#### [Your goal]
Reproduce verbatim the lines of the data below, from the line containing "Please put a dot on every instance of the orange 'happy" up to and including the line containing "<point>29,211</point>". Leave the pictures out of your answer.

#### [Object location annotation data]
++++++++++

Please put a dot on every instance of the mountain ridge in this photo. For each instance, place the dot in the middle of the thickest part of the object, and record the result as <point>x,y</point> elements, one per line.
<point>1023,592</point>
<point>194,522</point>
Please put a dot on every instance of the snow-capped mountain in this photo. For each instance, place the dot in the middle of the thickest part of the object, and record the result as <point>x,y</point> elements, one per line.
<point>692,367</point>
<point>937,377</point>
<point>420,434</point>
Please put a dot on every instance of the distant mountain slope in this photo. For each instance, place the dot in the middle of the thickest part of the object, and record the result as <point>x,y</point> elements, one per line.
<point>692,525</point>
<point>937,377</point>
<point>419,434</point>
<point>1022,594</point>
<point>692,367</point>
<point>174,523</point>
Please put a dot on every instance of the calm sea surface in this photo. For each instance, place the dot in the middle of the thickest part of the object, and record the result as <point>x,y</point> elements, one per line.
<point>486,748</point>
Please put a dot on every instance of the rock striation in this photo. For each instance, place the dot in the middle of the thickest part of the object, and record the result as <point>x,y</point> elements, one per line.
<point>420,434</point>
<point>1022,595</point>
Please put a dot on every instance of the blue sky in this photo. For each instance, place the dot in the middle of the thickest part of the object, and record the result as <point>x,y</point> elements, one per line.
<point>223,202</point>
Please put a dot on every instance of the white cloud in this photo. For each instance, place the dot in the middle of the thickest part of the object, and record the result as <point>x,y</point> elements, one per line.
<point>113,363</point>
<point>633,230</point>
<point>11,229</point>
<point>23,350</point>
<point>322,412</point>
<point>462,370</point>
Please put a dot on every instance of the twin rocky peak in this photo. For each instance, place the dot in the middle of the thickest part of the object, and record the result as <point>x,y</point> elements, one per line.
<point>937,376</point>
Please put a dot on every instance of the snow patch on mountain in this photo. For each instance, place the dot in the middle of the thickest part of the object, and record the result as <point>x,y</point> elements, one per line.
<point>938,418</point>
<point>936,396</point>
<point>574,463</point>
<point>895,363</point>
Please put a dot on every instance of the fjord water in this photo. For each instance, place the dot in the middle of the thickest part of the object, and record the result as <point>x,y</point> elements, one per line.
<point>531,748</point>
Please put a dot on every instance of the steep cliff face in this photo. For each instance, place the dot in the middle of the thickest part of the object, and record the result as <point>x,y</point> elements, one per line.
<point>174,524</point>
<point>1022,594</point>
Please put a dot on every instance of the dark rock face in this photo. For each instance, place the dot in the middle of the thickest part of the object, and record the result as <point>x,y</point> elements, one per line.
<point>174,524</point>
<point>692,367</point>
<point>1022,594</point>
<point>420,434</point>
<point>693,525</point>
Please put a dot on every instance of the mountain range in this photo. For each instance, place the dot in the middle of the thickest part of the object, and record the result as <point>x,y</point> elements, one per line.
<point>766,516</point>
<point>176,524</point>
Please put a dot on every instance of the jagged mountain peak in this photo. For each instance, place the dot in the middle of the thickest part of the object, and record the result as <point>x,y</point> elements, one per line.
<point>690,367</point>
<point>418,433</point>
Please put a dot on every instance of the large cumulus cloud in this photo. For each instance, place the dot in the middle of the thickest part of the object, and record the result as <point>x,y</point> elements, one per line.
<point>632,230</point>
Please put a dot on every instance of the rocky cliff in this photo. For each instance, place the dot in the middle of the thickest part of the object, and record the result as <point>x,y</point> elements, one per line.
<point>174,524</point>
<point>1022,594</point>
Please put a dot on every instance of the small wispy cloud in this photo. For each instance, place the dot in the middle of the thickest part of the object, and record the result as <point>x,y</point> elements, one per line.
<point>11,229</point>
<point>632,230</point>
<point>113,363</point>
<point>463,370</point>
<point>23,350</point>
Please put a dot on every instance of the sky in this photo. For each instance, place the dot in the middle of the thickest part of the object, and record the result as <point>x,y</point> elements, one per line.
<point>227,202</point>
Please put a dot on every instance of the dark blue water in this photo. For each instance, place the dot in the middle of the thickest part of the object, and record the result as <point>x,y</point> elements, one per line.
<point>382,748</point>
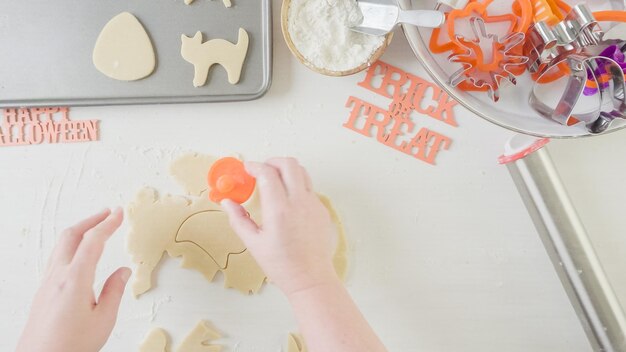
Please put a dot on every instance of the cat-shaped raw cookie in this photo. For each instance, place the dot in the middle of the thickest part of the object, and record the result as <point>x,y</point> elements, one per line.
<point>217,51</point>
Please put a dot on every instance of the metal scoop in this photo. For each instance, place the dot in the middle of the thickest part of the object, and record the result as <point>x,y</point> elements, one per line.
<point>381,16</point>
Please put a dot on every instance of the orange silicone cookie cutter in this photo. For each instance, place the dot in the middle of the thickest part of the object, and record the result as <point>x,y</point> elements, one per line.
<point>519,20</point>
<point>228,179</point>
<point>519,23</point>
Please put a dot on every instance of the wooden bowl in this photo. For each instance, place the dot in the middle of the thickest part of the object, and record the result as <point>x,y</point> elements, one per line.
<point>285,27</point>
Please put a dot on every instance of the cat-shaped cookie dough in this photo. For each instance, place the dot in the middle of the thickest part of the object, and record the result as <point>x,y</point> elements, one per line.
<point>217,51</point>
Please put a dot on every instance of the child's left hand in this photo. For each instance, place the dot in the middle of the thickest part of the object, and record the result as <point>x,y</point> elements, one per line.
<point>65,315</point>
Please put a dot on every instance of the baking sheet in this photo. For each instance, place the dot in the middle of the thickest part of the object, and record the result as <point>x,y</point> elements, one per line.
<point>47,49</point>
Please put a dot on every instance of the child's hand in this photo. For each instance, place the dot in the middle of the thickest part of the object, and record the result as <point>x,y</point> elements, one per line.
<point>296,241</point>
<point>65,315</point>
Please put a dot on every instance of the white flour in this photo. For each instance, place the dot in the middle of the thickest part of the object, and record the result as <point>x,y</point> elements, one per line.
<point>319,30</point>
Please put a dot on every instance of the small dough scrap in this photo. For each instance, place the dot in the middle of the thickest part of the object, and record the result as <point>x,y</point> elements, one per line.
<point>217,51</point>
<point>195,229</point>
<point>156,341</point>
<point>247,281</point>
<point>124,50</point>
<point>295,343</point>
<point>200,339</point>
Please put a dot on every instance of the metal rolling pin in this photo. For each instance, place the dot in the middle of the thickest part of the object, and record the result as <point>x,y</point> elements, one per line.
<point>570,250</point>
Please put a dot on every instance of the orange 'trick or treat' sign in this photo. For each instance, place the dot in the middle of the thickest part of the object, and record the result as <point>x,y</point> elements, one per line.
<point>396,126</point>
<point>228,179</point>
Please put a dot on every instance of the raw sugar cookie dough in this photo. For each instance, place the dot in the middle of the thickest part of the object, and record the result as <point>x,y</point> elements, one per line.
<point>190,226</point>
<point>123,50</point>
<point>217,51</point>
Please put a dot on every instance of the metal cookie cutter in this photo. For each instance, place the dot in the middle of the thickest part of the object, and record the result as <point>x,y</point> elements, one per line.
<point>487,74</point>
<point>611,100</point>
<point>579,29</point>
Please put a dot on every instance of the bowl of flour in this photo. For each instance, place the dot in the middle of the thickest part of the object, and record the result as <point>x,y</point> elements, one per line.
<point>317,32</point>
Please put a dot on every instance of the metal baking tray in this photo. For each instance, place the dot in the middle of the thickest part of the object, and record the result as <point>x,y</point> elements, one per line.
<point>46,55</point>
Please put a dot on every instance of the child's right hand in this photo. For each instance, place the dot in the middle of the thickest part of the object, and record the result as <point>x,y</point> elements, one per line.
<point>296,242</point>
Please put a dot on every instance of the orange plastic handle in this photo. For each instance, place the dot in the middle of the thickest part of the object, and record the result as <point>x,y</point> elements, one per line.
<point>228,179</point>
<point>547,11</point>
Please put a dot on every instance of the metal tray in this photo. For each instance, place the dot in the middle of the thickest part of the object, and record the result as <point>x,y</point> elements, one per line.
<point>46,56</point>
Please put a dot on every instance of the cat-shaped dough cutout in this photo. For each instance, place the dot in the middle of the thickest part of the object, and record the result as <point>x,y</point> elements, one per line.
<point>216,51</point>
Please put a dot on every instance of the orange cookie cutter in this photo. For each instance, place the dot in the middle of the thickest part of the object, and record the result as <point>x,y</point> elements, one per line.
<point>481,72</point>
<point>518,24</point>
<point>228,179</point>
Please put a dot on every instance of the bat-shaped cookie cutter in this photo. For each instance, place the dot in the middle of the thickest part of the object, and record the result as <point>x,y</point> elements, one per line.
<point>611,98</point>
<point>482,73</point>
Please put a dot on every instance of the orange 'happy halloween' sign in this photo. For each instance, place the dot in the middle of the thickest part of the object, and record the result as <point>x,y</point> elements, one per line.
<point>27,126</point>
<point>394,127</point>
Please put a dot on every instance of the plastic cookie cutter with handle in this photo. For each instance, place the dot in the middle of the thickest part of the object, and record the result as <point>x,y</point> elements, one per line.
<point>611,102</point>
<point>478,69</point>
<point>601,77</point>
<point>228,179</point>
<point>579,29</point>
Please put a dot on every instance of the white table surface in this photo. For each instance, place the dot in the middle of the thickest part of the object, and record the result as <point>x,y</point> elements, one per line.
<point>442,258</point>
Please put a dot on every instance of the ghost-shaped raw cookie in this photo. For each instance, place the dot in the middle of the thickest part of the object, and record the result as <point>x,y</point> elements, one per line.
<point>123,50</point>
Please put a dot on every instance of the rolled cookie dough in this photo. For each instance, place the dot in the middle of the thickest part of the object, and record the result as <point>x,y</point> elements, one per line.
<point>124,50</point>
<point>194,228</point>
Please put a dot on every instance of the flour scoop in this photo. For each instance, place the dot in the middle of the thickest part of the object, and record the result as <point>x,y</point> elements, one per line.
<point>381,16</point>
<point>537,180</point>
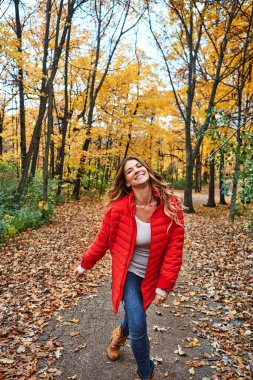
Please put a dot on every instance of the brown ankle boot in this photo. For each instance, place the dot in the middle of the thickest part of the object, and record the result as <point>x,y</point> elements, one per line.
<point>117,340</point>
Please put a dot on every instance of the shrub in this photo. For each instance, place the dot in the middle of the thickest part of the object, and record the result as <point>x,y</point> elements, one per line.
<point>29,211</point>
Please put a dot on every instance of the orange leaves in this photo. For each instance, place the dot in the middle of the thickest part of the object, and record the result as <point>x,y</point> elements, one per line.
<point>38,282</point>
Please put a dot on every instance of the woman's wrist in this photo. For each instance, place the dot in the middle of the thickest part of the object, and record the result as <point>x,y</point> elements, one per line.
<point>161,292</point>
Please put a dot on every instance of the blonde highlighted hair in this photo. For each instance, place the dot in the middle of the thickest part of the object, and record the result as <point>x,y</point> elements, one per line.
<point>119,188</point>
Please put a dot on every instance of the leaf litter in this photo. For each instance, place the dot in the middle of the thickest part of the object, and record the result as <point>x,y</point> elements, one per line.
<point>37,284</point>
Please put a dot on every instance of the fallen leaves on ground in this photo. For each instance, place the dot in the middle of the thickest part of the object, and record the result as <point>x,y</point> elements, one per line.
<point>37,284</point>
<point>218,258</point>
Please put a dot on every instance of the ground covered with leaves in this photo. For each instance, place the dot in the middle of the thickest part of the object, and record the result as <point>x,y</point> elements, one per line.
<point>37,281</point>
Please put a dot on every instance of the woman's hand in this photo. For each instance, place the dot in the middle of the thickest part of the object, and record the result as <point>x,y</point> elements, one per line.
<point>78,274</point>
<point>160,299</point>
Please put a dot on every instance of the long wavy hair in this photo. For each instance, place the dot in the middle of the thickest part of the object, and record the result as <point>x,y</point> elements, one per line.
<point>119,188</point>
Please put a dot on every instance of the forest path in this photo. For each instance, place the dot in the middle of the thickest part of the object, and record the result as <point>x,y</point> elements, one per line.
<point>55,327</point>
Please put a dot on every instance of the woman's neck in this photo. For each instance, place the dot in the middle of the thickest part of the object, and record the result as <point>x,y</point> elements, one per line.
<point>143,196</point>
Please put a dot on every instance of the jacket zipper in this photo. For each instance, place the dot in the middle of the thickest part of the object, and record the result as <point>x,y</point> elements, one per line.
<point>129,259</point>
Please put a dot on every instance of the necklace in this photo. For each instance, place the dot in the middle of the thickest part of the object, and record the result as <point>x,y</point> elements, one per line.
<point>149,205</point>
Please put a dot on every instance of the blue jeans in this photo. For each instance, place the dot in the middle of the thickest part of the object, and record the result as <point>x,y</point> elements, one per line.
<point>134,323</point>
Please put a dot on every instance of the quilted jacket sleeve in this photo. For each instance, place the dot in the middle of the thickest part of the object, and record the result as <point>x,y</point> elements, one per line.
<point>173,256</point>
<point>100,244</point>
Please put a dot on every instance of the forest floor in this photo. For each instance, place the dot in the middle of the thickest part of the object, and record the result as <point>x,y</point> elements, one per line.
<point>55,328</point>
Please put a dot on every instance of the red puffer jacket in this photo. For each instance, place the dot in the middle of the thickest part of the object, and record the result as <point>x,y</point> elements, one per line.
<point>118,234</point>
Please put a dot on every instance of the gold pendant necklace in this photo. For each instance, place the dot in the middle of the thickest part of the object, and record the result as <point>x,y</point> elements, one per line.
<point>149,205</point>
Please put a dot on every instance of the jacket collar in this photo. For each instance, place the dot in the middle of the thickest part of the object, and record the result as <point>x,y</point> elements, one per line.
<point>156,194</point>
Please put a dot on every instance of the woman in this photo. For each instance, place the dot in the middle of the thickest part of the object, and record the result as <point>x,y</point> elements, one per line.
<point>143,228</point>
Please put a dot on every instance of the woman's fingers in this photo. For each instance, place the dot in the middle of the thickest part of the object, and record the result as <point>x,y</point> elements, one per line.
<point>159,299</point>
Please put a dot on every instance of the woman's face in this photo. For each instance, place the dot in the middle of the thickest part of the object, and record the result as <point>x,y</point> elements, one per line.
<point>135,173</point>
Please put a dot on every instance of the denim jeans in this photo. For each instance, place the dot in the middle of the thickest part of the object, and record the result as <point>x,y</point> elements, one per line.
<point>134,323</point>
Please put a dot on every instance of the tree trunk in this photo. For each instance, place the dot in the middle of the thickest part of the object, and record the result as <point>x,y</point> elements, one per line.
<point>2,111</point>
<point>221,182</point>
<point>198,174</point>
<point>48,141</point>
<point>20,80</point>
<point>52,169</point>
<point>211,193</point>
<point>188,187</point>
<point>65,116</point>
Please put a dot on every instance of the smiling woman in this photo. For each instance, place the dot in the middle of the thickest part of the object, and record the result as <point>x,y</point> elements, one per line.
<point>143,228</point>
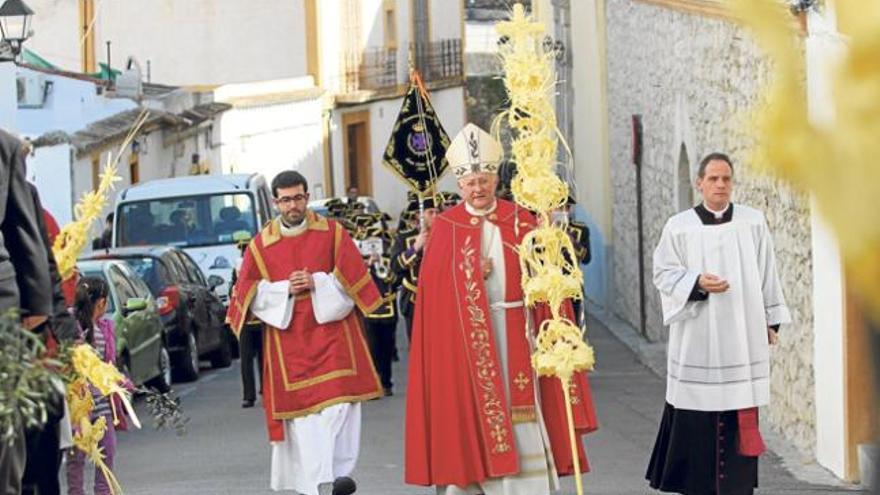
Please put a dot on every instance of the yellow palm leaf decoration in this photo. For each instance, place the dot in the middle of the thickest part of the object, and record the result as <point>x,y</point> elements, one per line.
<point>75,236</point>
<point>547,274</point>
<point>836,162</point>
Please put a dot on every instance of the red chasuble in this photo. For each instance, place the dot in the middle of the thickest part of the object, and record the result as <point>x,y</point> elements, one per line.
<point>309,366</point>
<point>459,426</point>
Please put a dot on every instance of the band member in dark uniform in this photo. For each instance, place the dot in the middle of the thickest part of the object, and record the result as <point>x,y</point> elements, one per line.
<point>406,256</point>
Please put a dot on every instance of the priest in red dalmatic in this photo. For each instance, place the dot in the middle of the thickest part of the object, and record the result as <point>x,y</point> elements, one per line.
<point>301,275</point>
<point>478,419</point>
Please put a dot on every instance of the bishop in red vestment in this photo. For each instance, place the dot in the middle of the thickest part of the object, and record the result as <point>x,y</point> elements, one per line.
<point>478,418</point>
<point>315,375</point>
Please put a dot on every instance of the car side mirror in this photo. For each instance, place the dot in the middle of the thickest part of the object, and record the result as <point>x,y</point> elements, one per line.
<point>215,281</point>
<point>135,304</point>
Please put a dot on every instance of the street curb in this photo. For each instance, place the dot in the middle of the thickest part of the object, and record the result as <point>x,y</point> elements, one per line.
<point>653,356</point>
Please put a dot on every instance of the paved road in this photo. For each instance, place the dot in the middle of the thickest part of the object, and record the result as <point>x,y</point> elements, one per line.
<point>226,452</point>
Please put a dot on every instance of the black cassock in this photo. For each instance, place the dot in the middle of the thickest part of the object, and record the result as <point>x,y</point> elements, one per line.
<point>696,451</point>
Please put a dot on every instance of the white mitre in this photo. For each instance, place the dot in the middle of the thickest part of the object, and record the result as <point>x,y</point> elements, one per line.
<point>473,151</point>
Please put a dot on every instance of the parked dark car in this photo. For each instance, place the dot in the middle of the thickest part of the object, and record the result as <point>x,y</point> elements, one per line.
<point>141,340</point>
<point>192,313</point>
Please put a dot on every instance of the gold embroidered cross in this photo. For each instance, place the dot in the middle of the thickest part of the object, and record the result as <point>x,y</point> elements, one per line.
<point>521,381</point>
<point>575,400</point>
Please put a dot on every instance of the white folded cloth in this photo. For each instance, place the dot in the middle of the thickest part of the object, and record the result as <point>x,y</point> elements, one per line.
<point>330,301</point>
<point>273,304</point>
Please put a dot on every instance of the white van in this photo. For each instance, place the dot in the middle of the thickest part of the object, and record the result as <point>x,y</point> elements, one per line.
<point>204,215</point>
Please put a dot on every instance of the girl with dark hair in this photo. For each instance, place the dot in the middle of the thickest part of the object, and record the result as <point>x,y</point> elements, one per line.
<point>90,305</point>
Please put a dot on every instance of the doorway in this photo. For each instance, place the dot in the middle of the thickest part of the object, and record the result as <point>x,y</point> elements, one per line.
<point>356,149</point>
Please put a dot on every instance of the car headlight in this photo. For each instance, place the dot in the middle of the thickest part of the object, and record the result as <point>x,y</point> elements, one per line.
<point>221,262</point>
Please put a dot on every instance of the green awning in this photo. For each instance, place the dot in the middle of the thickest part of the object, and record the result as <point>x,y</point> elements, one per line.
<point>39,62</point>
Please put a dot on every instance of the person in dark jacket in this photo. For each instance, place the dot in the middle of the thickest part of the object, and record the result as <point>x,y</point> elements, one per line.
<point>24,275</point>
<point>43,452</point>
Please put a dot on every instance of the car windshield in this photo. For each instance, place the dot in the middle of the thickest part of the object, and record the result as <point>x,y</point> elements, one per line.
<point>100,274</point>
<point>149,271</point>
<point>191,221</point>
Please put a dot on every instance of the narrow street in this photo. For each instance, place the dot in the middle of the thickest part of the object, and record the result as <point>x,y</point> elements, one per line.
<point>225,450</point>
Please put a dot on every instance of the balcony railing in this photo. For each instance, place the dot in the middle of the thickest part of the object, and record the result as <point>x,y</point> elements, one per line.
<point>371,70</point>
<point>438,60</point>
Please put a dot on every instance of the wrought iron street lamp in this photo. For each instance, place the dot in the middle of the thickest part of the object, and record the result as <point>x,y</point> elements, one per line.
<point>15,27</point>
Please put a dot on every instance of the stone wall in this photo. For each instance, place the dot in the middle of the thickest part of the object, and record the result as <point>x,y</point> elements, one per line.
<point>692,78</point>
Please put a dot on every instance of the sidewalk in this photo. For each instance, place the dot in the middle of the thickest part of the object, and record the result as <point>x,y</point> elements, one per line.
<point>629,398</point>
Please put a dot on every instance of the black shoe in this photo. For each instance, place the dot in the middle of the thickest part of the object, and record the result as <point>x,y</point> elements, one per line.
<point>344,486</point>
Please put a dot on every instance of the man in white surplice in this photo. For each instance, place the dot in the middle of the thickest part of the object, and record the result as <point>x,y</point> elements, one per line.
<point>715,269</point>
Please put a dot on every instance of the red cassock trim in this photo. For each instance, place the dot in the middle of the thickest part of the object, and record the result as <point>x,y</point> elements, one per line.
<point>455,428</point>
<point>309,366</point>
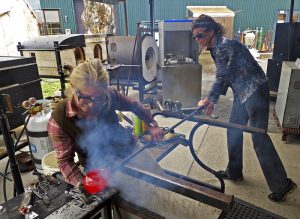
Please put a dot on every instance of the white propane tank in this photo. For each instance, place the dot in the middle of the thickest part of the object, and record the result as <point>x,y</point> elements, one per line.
<point>38,137</point>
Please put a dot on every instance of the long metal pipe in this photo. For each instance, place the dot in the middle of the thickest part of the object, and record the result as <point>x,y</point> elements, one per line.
<point>126,18</point>
<point>151,2</point>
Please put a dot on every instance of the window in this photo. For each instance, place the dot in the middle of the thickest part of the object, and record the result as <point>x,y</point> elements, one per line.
<point>49,21</point>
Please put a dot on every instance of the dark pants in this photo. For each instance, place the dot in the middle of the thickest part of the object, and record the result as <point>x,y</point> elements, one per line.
<point>256,110</point>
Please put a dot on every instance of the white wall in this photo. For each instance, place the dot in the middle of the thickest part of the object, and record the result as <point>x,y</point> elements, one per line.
<point>17,24</point>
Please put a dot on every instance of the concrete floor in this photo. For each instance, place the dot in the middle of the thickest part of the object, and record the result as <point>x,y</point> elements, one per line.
<point>210,144</point>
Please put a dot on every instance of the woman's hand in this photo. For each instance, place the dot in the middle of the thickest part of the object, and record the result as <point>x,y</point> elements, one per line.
<point>207,104</point>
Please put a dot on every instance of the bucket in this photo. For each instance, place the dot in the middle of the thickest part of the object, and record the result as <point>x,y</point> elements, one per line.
<point>38,137</point>
<point>49,163</point>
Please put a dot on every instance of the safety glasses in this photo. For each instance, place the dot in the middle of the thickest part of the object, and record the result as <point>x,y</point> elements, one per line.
<point>199,35</point>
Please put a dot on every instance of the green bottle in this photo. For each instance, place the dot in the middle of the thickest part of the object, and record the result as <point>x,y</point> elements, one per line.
<point>138,129</point>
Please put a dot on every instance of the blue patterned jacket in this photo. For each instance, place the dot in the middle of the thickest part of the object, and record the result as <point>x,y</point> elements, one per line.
<point>236,68</point>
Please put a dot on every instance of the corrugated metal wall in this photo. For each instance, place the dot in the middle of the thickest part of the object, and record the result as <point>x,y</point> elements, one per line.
<point>249,13</point>
<point>67,16</point>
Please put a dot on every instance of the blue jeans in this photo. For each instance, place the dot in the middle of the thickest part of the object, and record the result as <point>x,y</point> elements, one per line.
<point>255,110</point>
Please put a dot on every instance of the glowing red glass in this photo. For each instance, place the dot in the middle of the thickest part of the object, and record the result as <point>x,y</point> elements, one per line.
<point>95,181</point>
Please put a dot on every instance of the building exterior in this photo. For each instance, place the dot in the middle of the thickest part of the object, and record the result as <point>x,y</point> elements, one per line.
<point>15,28</point>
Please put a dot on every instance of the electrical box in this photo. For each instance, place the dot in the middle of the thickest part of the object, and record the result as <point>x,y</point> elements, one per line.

++++++++++

#### [Correct result]
Please put a dot on every instance of the orange 'happy halloween' sign in this photo. For each instance, place the dot in the middle of the thickest part of the object, and record the result as <point>x,y</point> elements, one per line.
<point>27,126</point>
<point>394,127</point>
Please put a dot on every instance of the plastic cookie cutter with handle in this photo. For each instance, place the dot in the middle of the thickest part of the object, and record the result as <point>x,y</point> elements, one per line.
<point>611,102</point>
<point>478,69</point>
<point>601,77</point>
<point>228,179</point>
<point>579,29</point>
Please put a dot on every instance of the white table surface in this photo. For each instance, place the dot in the middle of the thickest part of the object, and record the result as <point>x,y</point> elements, one per line.
<point>442,258</point>
Please put a dot on every instance of the ghost-shaped raw cookie in this photo. For each instance, place the dot in the middle of the thickest part of the object, and record the result as <point>x,y</point> elements, one per line.
<point>123,50</point>
Please put a dot on every instance of the rolled cookie dough in this photo. For each instance, place the dot in the middle of the thickest part of the object, and record the result as <point>x,y</point> elements, one per line.
<point>124,50</point>
<point>194,228</point>
Please put a dot on every instance of the flour scoop in this photo. For each instance, place the dot in the middle of the thickest part of the object, and record the result as <point>x,y</point> elements, one per line.
<point>381,16</point>
<point>537,180</point>
Please put a dot on every instance of the brown ankle boot in this photo. For each instance, place the dot in the middle of the thickest part of the object, and record the result as <point>x,y</point> elements, one per line.
<point>117,340</point>
Please put a dot on every instance of the shrub in this photo. For each instance, place the dot in the middle of the thickest part of the object, and record the result as <point>x,y</point> elements, one per line.
<point>29,211</point>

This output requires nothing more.